If a line appears in the data below, it must appear in your answer exactly as given.
------------
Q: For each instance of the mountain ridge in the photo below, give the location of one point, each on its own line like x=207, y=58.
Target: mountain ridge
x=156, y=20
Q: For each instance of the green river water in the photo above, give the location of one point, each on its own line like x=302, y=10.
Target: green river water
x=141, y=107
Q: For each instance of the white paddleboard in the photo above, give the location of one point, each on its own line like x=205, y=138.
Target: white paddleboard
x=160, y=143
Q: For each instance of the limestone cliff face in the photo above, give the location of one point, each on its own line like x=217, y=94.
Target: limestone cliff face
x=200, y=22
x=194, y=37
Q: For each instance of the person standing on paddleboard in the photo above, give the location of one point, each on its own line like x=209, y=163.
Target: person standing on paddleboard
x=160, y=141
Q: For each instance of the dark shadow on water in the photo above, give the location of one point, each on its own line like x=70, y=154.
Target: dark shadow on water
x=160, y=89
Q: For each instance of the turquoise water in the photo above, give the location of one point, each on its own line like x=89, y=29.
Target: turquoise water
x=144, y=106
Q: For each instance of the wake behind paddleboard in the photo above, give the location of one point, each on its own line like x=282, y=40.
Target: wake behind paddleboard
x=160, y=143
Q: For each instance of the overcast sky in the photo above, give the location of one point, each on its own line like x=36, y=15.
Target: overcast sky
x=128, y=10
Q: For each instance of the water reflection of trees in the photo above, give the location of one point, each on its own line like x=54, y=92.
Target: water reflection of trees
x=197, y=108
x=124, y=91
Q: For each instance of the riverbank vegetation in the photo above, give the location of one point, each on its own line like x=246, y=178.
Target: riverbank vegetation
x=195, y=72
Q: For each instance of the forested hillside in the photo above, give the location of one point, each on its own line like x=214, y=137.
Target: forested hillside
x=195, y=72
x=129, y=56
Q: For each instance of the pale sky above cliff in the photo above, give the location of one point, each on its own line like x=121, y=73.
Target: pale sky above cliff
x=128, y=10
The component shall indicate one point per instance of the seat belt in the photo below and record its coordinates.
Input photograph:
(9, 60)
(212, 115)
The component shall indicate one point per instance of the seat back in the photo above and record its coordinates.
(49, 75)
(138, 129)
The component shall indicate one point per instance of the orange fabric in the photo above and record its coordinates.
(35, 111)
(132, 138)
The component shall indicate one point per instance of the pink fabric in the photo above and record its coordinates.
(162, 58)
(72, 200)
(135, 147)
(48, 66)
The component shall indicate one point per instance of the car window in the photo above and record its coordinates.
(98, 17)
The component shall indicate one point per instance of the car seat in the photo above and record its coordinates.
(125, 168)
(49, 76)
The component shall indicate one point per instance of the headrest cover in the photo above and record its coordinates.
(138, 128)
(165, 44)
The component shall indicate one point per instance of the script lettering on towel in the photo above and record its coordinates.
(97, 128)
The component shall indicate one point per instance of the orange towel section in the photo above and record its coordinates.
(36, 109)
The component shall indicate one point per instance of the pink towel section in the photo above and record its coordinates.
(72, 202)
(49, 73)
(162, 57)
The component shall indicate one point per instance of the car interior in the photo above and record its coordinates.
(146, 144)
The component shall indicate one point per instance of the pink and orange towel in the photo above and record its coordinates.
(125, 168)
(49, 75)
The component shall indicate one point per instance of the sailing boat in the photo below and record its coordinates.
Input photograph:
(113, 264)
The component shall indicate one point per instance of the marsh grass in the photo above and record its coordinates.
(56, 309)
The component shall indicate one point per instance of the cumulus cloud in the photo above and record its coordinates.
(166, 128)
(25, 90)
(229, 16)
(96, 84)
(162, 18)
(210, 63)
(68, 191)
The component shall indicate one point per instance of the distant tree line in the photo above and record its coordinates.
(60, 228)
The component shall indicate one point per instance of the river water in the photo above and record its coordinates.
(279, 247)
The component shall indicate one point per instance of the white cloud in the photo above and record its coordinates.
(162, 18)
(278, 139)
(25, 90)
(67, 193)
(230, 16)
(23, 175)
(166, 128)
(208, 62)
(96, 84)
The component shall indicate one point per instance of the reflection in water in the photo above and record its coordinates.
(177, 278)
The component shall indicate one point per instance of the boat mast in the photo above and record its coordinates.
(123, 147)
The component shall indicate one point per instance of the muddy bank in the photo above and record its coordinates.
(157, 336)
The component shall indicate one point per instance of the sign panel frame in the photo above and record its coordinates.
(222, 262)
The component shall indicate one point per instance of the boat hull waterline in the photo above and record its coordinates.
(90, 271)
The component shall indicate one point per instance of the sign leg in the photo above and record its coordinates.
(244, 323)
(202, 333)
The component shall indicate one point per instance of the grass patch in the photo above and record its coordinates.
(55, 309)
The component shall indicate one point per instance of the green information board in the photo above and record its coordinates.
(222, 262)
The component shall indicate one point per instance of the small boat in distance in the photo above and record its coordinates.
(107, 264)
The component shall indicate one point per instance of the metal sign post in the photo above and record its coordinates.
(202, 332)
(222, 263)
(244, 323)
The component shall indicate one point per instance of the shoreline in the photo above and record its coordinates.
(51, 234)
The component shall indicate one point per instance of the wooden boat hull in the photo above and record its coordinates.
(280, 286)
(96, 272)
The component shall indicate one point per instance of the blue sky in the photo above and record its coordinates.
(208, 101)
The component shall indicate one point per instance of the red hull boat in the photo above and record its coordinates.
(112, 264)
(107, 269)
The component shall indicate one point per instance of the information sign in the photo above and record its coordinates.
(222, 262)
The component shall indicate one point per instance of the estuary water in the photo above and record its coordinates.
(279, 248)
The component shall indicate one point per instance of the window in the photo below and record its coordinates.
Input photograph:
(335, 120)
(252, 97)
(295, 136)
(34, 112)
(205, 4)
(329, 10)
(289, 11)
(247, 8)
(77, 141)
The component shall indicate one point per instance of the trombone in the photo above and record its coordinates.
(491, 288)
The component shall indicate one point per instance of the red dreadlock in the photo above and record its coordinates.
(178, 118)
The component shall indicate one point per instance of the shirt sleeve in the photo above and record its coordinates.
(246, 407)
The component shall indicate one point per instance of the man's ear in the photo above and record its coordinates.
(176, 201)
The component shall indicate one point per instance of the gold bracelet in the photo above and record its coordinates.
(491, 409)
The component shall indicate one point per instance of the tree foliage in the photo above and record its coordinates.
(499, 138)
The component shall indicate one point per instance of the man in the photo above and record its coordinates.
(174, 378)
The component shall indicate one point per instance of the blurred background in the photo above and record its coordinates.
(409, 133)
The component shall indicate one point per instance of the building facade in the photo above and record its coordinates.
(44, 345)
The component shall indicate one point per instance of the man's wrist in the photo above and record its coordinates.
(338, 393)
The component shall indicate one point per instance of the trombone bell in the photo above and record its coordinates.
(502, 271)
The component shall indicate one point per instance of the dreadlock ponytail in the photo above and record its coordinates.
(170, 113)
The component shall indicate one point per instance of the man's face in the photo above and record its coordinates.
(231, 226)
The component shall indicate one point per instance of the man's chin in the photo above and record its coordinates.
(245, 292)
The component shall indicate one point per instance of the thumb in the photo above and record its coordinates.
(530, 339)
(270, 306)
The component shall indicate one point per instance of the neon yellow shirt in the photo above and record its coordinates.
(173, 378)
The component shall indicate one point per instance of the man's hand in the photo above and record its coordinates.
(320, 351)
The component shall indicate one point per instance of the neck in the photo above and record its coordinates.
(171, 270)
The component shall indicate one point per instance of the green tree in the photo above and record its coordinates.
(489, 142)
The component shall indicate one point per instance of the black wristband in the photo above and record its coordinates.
------------
• [Exercise answer]
Q: For each instance of the mountain ridge in the photo below, give the location of one point, each on its own line like x=207, y=58.
Target: mountain ridge
x=156, y=20
Q: For each instance of the green river water in the photo above, give the location of one point, each on its own line like x=302, y=10.
Target: green river water
x=141, y=107
Q: For each instance of the white paddleboard in the photo above, give the location of one point, each on its own line like x=205, y=138.
Target: white paddleboard
x=160, y=143
Q: For each instance of the limestone cliff face in the photo above, give the location of one point, each on its own line like x=217, y=94.
Target: limestone cliff face
x=200, y=22
x=194, y=37
Q: For each instance of the person standing on paddleboard in the photo above, give the location of one point, each on its own line like x=209, y=163.
Target: person standing on paddleboard
x=160, y=141
Q: For each instance of the dark shadow on water in the photo above, give the location of one point, each on its own line like x=70, y=154.
Target: dark shadow on water
x=160, y=89
Q: For each instance of the turquoise water in the photo above, give the location of one point, each on its own line like x=89, y=29.
Target: turquoise water
x=144, y=106
Q: For each instance of the wake behind paddleboard in the photo above, give the location of one point, each on its own line like x=282, y=40.
Target: wake behind paddleboard
x=160, y=143
Q: For each instance of the overcast sky in the photo above, give the location of one point, each on its own line like x=36, y=15.
Target: overcast sky
x=128, y=10
Q: For each instance of the water reflection of trees in the photo above, give the location of one point, each on its own line like x=54, y=92.
Target: water reflection of trees
x=197, y=108
x=124, y=91
Q: For each instance of the riverbank vegetation in the photo above, give the location of one point, each on its own line like x=246, y=178.
Target: riverbank vegetation
x=195, y=72
Q: For each instance of the forested hillside in the photo above, give the location of one point, each on its own line like x=214, y=137.
Target: forested hillside
x=195, y=72
x=129, y=56
Q: For each instance of the pale sky above cliff in the photo above, give the location of one point, each on its own line like x=121, y=73.
Target: pale sky above cliff
x=128, y=10
The component shall indicate one point per instance of the seat belt in the photo below and record its coordinates.
Input photograph:
(9, 60)
(212, 115)
The component shall indicate one point per instance of the seat back in the photo above and record its coordinates.
(49, 75)
(138, 129)
The component shall indicate one point per instance of the orange fabric in the photo above and record its coordinates.
(35, 111)
(132, 138)
The component shall indicate one point per instance of the pink fabric in the photo above and record its coordinates.
(162, 58)
(72, 200)
(135, 147)
(48, 66)
The component shall indicate one point per instance of the car window in the photo above and record its coordinates.
(98, 17)
The component shall indicate one point per instance of the car seat in the photo above and record its coordinates.
(125, 168)
(49, 76)
The component shall indicate one point per instance of the headrest cover in the photo above and record its coordinates.
(138, 128)
(165, 44)
The component shall indicate one point per instance of the script lettering on towel in the photo above and record its coordinates.
(97, 128)
The component shall indicate one point per instance of the orange towel section in the photo above and record its coordinates.
(36, 109)
The component shall indicate one point per instance of the pink towel section in the photo above and record its coordinates.
(72, 202)
(49, 73)
(162, 57)
The component shall indicate one point per instance of the car interior in the photo above and record its coordinates.
(146, 144)
The component shall indicate one point per instance of the pink and orange towel in the photo above and record its coordinates.
(125, 168)
(49, 75)
The component shall indicate one point per instance of the sailing boat in the photo below and record its coordinates.
Input photograph:
(113, 264)
The component shall indicate one point per instance of the marsh grass in the photo above and record its coordinates.
(56, 309)
The component shall indicate one point per instance of the cumulus cloud in the photo above and record its coordinates.
(166, 128)
(25, 90)
(229, 16)
(96, 84)
(162, 18)
(210, 63)
(68, 191)
The component shall indicate one point per instance of the distant tree line in the photo above and record its coordinates.
(60, 228)
The component shall indicate one point per instance of the river water in the photo above and record its coordinates.
(279, 247)
The component shall indicate one point per instance of the white cloud in the photo above and record its coordinates.
(162, 18)
(278, 139)
(25, 90)
(67, 193)
(230, 16)
(23, 175)
(166, 128)
(208, 62)
(96, 84)
The component shall indicate one point per instance of the reflection in water in the photo above and record its coordinates.
(177, 278)
The component shall indicate one point per instance of the boat mast in the photo above and record its coordinates.
(123, 147)
The component shall indicate one point per instance of the muddy bank in the photo above and record its coordinates.
(157, 336)
The component shall indicate one point per instance of the sign panel frame in the photo above and record its coordinates.
(222, 262)
The component shall indicate one point per instance of the boat hull waterline in the photo above and record its coordinates.
(90, 271)
The component shall indicate one point per instance of the sign leg in the photo above and record its coordinates.
(244, 323)
(202, 333)
The component shall indicate one point per instance of the grass patch in the photo above and record its coordinates.
(55, 309)
The component shall indicate one point per instance of the green information board in the photo above and record its coordinates.
(222, 262)
The component shall indicate one point per instance of the small boat in distance in the photo above and record its coordinates.
(107, 264)
The component shall indicate one point per instance of the metal sign post in the photo above and record its coordinates.
(202, 332)
(222, 263)
(244, 323)
The component shall indicate one point per instance of the shoreline in the photo above and record its coordinates.
(51, 234)
The component shall indicate one point per instance of the wooden boat hull in the photo above and record its coordinates.
(280, 286)
(96, 272)
The component shall indicate one point per instance of the blue sky in the photo above and record its coordinates.
(208, 101)
The component shall indicate one point per instance of the red hull boat in the photo above and record its coordinates.
(112, 264)
(107, 269)
The component shall indicate one point per instance of the information sign in the photo above and record its coordinates.
(222, 262)
The component shall indicate one point per instance of the estuary water in the photo above and record its coordinates.
(279, 248)
The component shall indicate one point per instance of the window in the photo below and record its coordinates.
Input photograph:
(335, 120)
(252, 97)
(295, 136)
(34, 112)
(205, 4)
(329, 10)
(289, 11)
(247, 8)
(77, 141)
The component shall indicate one point per instance of the trombone in the photo above and record its coordinates.
(491, 288)
The component shall indicate one point per instance of the red dreadlock in the photo above and record its coordinates.
(178, 118)
The component shall indicate one point per instance of the shirt sleeve in the photo above and record its coordinates.
(246, 407)
The component shall indicate one point per instance of the man's ear in the photo above and record its coordinates.
(176, 201)
The component shall indicate one point per instance of the gold bracelet in the photo above and record its coordinates.
(491, 409)
The component shall indicate one point per instance of the tree foliage in the photo above and record its coordinates.
(499, 138)
The component shall indicate one point per instance of the man in the photo above and record its coordinates.
(174, 378)
The component shall indicate one point per instance of the blurred background in the photo above and record its coordinates.
(409, 133)
The component shall indicate one point per instance of the building facade in the photo above and record its coordinates.
(44, 345)
The component shall indicate one point per instance of the man's wrist in the photo above and record its coordinates.
(338, 393)
The component shall indicate one point per instance of the trombone bell in the photo above and record its coordinates.
(502, 271)
The component shall indicate one point per instance of the dreadlock ponytail in the photo above and record its coordinates.
(170, 113)
The component shall indicate one point per instance of the man's face in the photo above and record its coordinates.
(231, 226)
The component shall indicate one point per instance of the man's chin in the photo above and record its coordinates.
(245, 292)
The component shall indicate one point per instance of the thumb in the photo above and record its coordinates.
(530, 339)
(270, 306)
The component shall indicate one point per instance of the neon yellow shirt in the photo above and record its coordinates.
(173, 378)
The component shall indicate one point per instance of the man's hand in the photo above and record its coordinates.
(320, 351)
The component shall indicate one point per instance of the neck in the photo above and record its coordinates.
(171, 270)
The component shall indicate one point per instance of the green tree in the photo above and record its coordinates.
(489, 142)
The component shall indicate one point per instance of the black wristband in the photo above and record its coordinates.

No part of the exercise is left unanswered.